▶ [Supplied material]
------------------------------------
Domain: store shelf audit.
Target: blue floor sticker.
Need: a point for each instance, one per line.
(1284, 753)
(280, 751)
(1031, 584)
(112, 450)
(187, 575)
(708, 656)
------------------------------------
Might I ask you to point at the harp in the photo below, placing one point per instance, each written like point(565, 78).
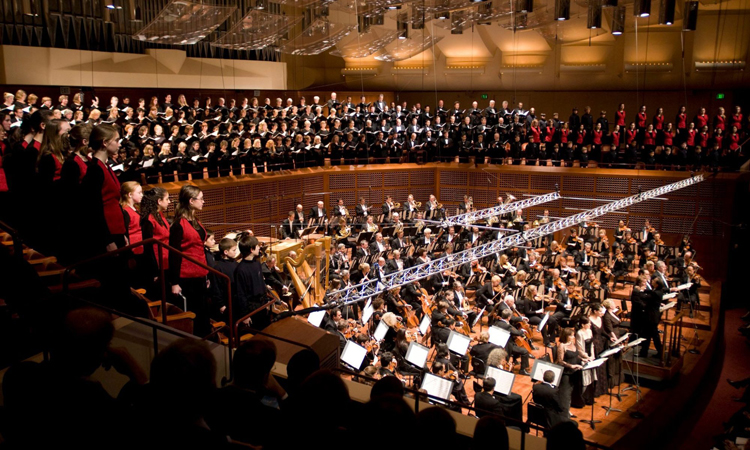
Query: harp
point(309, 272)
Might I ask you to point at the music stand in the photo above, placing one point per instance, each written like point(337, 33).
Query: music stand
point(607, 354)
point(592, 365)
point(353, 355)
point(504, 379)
------------------------------------
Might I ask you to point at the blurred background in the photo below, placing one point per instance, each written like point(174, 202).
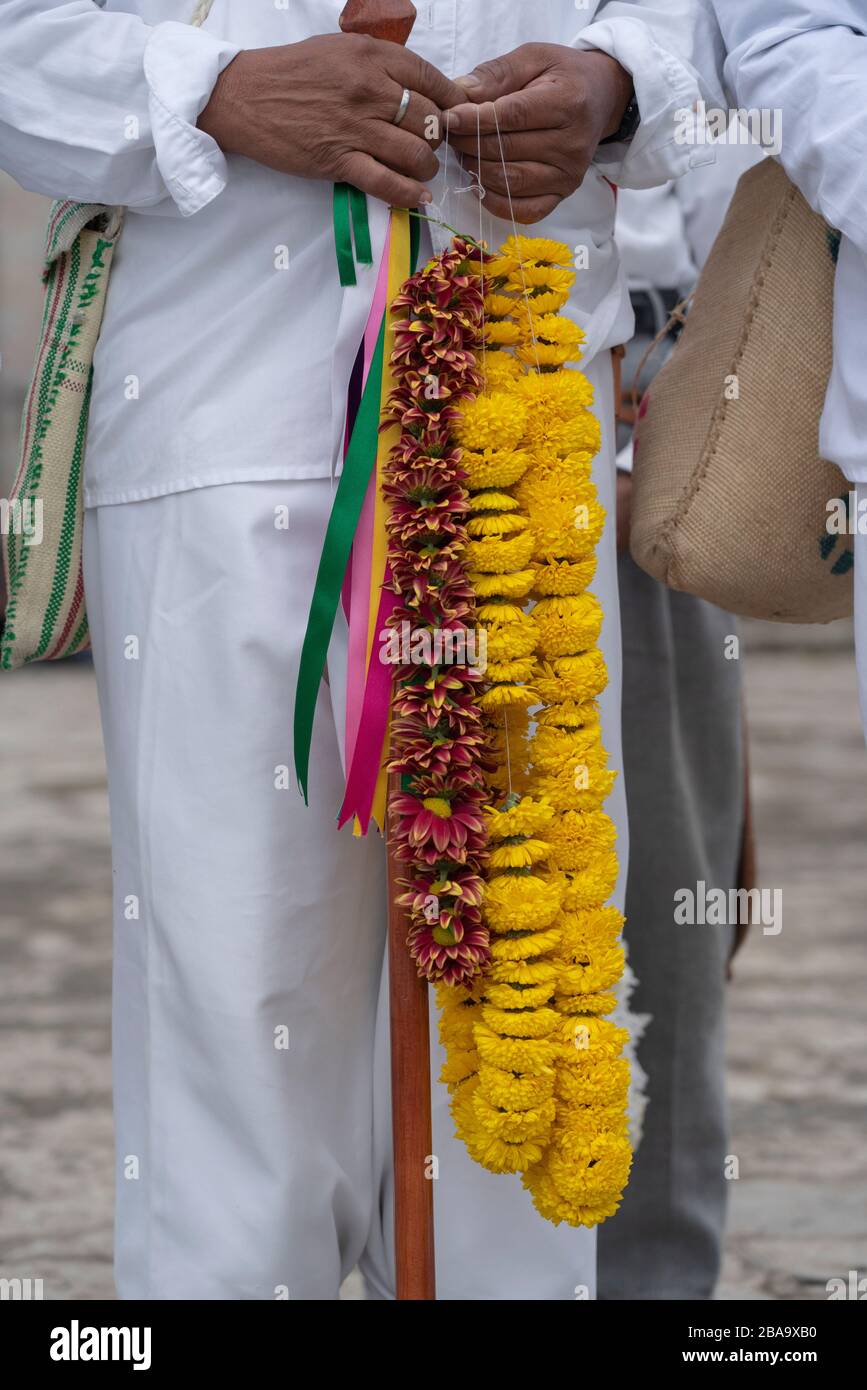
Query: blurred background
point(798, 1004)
------------------------------------
If the word "below" is on a line above, return that line.

▶ [Answer to this exercise]
Might I ask you to point at the harp in the photo below, placing one point per instance, each written like point(565, 78).
Might I ask you to point at the blurred background in the photo below, placing one point per instance, each written like point(174, 202).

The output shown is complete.